### EXERCISE GOAL
Give back every one of the rows below word for word, leaving out the pictures.

### THE INPUT
⁂

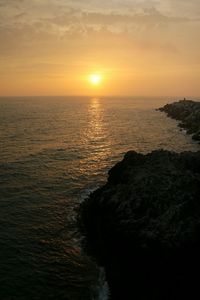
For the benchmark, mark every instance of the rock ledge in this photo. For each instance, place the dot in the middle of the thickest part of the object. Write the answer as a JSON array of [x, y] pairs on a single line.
[[143, 226]]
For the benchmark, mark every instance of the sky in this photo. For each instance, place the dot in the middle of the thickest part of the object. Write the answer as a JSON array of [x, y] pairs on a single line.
[[140, 48]]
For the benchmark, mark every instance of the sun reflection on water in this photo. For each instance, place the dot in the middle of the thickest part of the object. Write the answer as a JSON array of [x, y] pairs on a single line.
[[97, 136]]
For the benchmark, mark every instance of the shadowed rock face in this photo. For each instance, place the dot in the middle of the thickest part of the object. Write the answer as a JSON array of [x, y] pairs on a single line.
[[143, 226], [188, 112]]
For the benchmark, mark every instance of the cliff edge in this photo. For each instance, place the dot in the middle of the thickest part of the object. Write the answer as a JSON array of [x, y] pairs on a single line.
[[143, 226], [188, 113]]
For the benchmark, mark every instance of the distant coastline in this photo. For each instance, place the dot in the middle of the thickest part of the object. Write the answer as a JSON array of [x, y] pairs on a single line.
[[188, 113]]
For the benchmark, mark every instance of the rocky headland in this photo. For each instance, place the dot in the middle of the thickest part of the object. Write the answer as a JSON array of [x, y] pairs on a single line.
[[188, 113], [143, 226]]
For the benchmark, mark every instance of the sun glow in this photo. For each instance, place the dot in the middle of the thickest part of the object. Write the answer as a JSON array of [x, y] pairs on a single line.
[[95, 79]]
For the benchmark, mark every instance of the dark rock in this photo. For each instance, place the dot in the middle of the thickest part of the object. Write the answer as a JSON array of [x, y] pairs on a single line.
[[188, 112], [143, 226]]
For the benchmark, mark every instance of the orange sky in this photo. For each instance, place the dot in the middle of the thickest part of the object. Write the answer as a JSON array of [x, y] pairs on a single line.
[[146, 48]]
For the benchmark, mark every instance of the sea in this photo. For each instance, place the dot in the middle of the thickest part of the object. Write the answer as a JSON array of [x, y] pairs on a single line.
[[53, 152]]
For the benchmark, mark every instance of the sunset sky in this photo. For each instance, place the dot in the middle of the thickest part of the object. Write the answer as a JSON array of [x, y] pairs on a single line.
[[146, 48]]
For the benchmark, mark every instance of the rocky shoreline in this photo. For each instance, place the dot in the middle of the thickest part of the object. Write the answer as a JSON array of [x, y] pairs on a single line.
[[188, 113], [143, 226]]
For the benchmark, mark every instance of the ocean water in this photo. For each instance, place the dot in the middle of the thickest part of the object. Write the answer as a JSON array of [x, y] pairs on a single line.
[[53, 152]]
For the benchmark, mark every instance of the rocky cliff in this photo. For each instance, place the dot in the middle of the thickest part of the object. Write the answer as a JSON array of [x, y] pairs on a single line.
[[188, 113], [143, 226]]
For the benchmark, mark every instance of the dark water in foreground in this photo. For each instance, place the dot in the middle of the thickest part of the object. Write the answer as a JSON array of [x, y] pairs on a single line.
[[53, 151]]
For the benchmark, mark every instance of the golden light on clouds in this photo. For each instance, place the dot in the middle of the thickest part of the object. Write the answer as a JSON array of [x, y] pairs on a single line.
[[65, 47], [95, 79]]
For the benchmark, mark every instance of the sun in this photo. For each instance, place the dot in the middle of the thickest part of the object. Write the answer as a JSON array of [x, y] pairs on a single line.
[[95, 79]]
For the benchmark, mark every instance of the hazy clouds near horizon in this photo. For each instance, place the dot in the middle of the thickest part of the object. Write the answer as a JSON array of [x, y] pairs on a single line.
[[141, 47]]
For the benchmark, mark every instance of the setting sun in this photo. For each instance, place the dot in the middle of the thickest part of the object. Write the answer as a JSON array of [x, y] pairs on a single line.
[[95, 79]]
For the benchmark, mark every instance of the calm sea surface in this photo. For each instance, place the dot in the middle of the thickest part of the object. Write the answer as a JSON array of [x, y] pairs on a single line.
[[53, 151]]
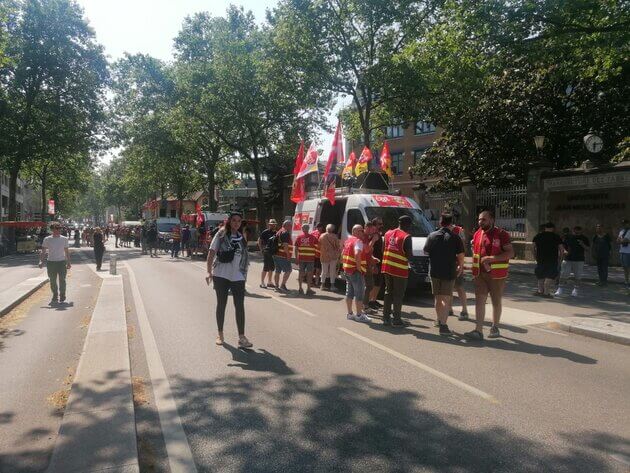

⁂

### SOLUTION TO THE PROBLEM
For the benchmark, mark every instance of the rock ledge in this photo. For each instance, place the dot in the middle of the thickest part of the object. Write the answer as a JSON array of [x, y] pairs on a single line.
[[143, 226]]
For the benchmark, mark every instance of the sky in this photo. For each instance, place the dot in the middle of the thickest part of the object. Write the answer as a JSON array of [x, y] pairs on a single line.
[[140, 48]]
For the benchmark, mark every instance of the sun reflection on water in this photo. For each instance, place the dot in the middle of the thickest part of the object. Write the answer as a JSON array of [x, y] pairs on a single line.
[[97, 136]]
For the benchmark, mark every instance of the shadowed rock face in this photo. For each instance, place the dot in the middle of the thickest part of the object. Write the answer as a JSON array of [x, y] pairs on a single line.
[[143, 226], [188, 112]]
For the benchmark, mark every instance of the cliff edge in this photo. For each instance, place the dot in the middle of the thickest part of the object. Write the answer as a JSON array of [x, y] pairs on a single line.
[[143, 226], [188, 113]]
For the benchmark, mark every instance of the distant coastline in this photo. For each instance, place the dot in the middle of the thickest part of the object. Write the answer as a JSON array of [x, y] pairs on a single line.
[[188, 113]]
For the benchmark, mark every instance of the rocky headland in this photo. For each instance, place the dot in the middle of the thickest part of the object. Write the answer as a JSON array of [x, y] pairs on a single line.
[[188, 113], [143, 226]]
For the benchmark, mark every instance of the sun glow in this photo. For each instance, place the dot in the middle of the thickest part of the object. Write the answer as a JSON array of [x, y] pairs on a single line.
[[95, 79]]
For the benchmark, mark every instance of the dark rock in this photo. For each instance, place the dot in the middle of the thickest part of the object. Write the answer as a JSON array of [x, y] pairs on a single line.
[[188, 112], [143, 226]]
For the benchmark, mark every instance of the orange sky in this photo. For each instance, place the dot in the middle of the thickest part of the object. Write the answer as a JSON array of [x, y] pairs on a single line.
[[146, 48]]
For the benchmark, mark every instance of the sea in this photo. For each instance, place the dot in the middle of the thickest part of the object. Write the answer as a JSON array of [x, y] pairs on a single line.
[[53, 152]]
For the benchmark, mark every instance of the sunset sky in this photo. For each instance, place the dot in the middle of the thickest part of the object. Write the answer as a JSON array of [x, y] pairs on a single line.
[[146, 48]]
For the benchmark, mark every instance of the rocky shoreline in this photo. For each instance, place the dot in the middle of the thickest part of the object. Write the answer as a JSON array of [x, y] pairs on a single line.
[[188, 113], [143, 226]]
For the benchmark, mark every instance of the ocean water in this photo. For each instance, place the dot in the middle of the thickest part of the object. Write the answer as a JSON array of [x, y] pairs on a single line.
[[53, 152]]
For the benchmark, mark every instance of the rocky cliff in this photo. For each instance, place the dot in the middle of the thickest part of the object. Write the answer as a JSON array of [x, y] pairs on a single line.
[[188, 113], [143, 226]]
For the benchmark, mark every instance of the dark water in foreground in this photo. For each instance, place the dot in the middle of the thickest part of the object. Write the answer as a JSON array of [x, y] pairs on a single line.
[[53, 151]]
For the benchmark, mark every instance of the golden light on clouds in this photo. For each instance, place the dot in the middle of the thickest part of the object. Write the answer as a JSON array of [x, y] pairs on a single line.
[[65, 47], [95, 79]]
For the benchmark, mark every instance of the sun in this photo. For each instance, place the dot in the middle of the thickest part of the object. Write the answer as a JSON array of [x, y] pairs on a single line.
[[95, 79]]
For the benchmark, mark every instance of the hazy clouds near horizon in this photo. For each instance, place the dot in the middle of the thickest part of the object. Write the answer as a JSON array of [x, y] pairs on a single line.
[[141, 47]]
For the benchmark, mark every instance of the setting sun in this photo. For each instance, place the dot in the middle of the thickest part of the object. Write the answer as a JSON array of [x, y] pairs on a single line.
[[95, 79]]
For the benchmark, mark every instance of the calm sea surface in this photo. For each instance, place the dot in the middle of the thickest part of the object. Write the answer as a JSON array of [x, y] pairs on a single line.
[[53, 151]]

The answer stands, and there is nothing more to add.